**PROVIDED PASSAGE**
— start —

Losing a nuclear war is surely not intended by the Biden administration and congressional allies, like Sen. Elizabeth Warren, D-Mass., and Rep. Adam Smith, D-Wash., Chairman of the powerful House Armed Services Committee. But their call for unilaterally abolishing U.S. intercontinental ballistic missiles (ICBMs) would surely lose a nuclear World War III.
The U.S. won the Cold War without the USSR launching a thermonuclear holocaust, thanks to the U.S. Triad of ICBMs, bombers, and ballistic missile submarines (SSBNs).

— end —

Records from a data collection:
— start —

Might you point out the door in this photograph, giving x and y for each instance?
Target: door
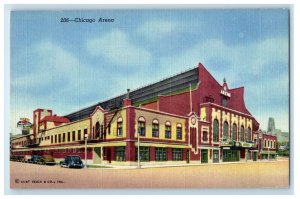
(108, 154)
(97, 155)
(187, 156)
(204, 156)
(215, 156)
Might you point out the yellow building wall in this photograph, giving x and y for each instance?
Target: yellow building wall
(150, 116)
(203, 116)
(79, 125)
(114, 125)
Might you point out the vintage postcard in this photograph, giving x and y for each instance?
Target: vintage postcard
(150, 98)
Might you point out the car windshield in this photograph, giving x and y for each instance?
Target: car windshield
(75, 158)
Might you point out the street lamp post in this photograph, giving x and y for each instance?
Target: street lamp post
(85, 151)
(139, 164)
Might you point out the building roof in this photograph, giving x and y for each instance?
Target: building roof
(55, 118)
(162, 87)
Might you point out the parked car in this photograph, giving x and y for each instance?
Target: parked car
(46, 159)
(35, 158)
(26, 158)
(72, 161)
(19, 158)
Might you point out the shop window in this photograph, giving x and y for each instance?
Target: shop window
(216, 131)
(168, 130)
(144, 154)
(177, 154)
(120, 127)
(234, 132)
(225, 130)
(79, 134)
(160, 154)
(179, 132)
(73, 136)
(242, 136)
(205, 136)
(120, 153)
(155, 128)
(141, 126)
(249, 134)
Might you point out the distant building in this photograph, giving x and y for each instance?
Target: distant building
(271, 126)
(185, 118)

— end —

**GOAL 1**
Please condense the paragraph of the ICBM passage that begins "Losing a nuclear war" into two shorter sentences, keeping its main facts.
**GOAL 2**
List each component of the U.S. Triad that the ICBM passage names.

**WRITTEN ANSWER 1**
The Biden administration and allies such as Sen. Elizabeth Warren, D-Mass., and Rep. Adam Smith, D-Wash., chairman of the House Armed Services Committee, surely do not intend to lose a nuclear war. Yet their call to unilaterally abolish U.S. ICBMs would surely lose a nuclear World War III.

**WRITTEN ANSWER 2**
- ICBMs
- Bombers
- Ballistic missile submarines (SSBNs)